- _What the exercise asks_:
Can you set out every one of the items below as a numbered list, leaving out any blank lines?

- _Extracted entries_:

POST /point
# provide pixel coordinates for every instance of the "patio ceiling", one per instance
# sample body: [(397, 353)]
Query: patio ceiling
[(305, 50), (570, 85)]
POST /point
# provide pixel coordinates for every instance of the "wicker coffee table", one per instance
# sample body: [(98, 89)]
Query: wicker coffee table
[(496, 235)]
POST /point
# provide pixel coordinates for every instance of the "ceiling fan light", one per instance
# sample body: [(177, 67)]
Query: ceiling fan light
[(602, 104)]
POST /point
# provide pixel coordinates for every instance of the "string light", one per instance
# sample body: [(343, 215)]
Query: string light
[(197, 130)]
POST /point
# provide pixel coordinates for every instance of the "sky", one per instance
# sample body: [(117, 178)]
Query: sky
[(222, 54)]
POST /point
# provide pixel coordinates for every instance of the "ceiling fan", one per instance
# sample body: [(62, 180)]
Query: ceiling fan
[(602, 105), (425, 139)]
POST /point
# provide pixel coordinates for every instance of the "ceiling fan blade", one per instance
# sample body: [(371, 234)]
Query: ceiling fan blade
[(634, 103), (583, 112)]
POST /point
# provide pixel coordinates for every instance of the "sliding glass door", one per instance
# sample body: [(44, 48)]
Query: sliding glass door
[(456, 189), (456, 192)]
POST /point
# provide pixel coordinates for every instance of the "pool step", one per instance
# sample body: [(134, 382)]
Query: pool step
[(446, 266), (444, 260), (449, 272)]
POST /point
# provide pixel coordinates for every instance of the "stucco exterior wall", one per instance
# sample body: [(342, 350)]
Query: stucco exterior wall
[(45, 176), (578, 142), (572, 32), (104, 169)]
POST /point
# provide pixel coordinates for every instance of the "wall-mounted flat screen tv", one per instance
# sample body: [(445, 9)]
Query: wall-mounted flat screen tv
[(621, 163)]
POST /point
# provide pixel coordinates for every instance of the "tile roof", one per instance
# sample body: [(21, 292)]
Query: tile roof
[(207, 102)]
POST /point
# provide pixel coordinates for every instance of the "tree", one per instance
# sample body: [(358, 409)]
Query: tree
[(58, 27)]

- _Correct response_:
1. POST /point
2. # provide pixel coordinates for every instance of the "patio ceiling", one per instance
3. # sample body: [(397, 353)]
4. Query: patio ceiling
5. [(305, 50), (570, 85)]
6. POST /point
7. # provide pixel coordinates for every instance of the "wicker coffee table", one per instance
8. # sample body: [(98, 89)]
9. Query: wicker coffee table
10. [(496, 235)]
11. POST /point
12. # provide pixel coordinates for every instance of the "ceiling fan light", one per instance
13. # sample body: [(177, 67)]
14. Query: ceiling fan light
15. [(602, 104)]
16. POST /point
17. # provide pixel coordinates for every instance of the "string light", one per instance
18. # sample body: [(343, 215)]
19. Query: string light
20. [(197, 130)]
21. POST /point
22. # provide pixel coordinates for every instance of the "sky", one per instance
23. # sample body: [(117, 178)]
24. Query: sky
25. [(222, 54)]
26. POST /point
27. # provide pixel coordinates for every instance of the "ceiling fan", one per instance
28. # sample body: [(62, 180)]
29. Query: ceiling fan
30. [(602, 105), (425, 139)]
31. POST /point
32. # provide pixel coordinates for every instance of the "ceiling fan blade", one per instance
33. # sample body: [(371, 234)]
34. Query: ceiling fan blade
35. [(634, 103), (583, 112)]
36. POST /point
37. # provide pixel coordinates for every instance of the "sliding glass door", one per instance
38. # sample body: [(44, 48)]
39. Query: sliding glass door
40. [(456, 189), (456, 192)]
41. POST /point
42. # provide pixel coordinates for every instance of the "pool step", one per instance
43. # sample body: [(134, 382)]
44. Query: pool step
45. [(446, 266), (444, 260), (449, 272)]
46. POST /point
47. # provide pixel coordinates for every instance of the "stucco exterior wall", one per instance
48. # sample body: [(342, 350)]
49. Query: stucco exterior wall
50. [(45, 176), (578, 142), (572, 32), (104, 169)]
51. POST /point
52. # provide pixel coordinates for every instance of the "wall-mounted flat screen tv", one per instance
53. # sample body: [(445, 9)]
54. Query: wall-mounted flat screen tv
55. [(621, 163)]
56. POST /point
57. # provide pixel coordinates for every instance of the "tile roof", one per instance
58. # sample body: [(21, 292)]
59. Query: tile roof
60. [(207, 102)]
61. POST /point
62. # provide pixel coordinates for every instance of the "tree", one per instance
63. # sample body: [(358, 409)]
64. Query: tree
65. [(58, 27)]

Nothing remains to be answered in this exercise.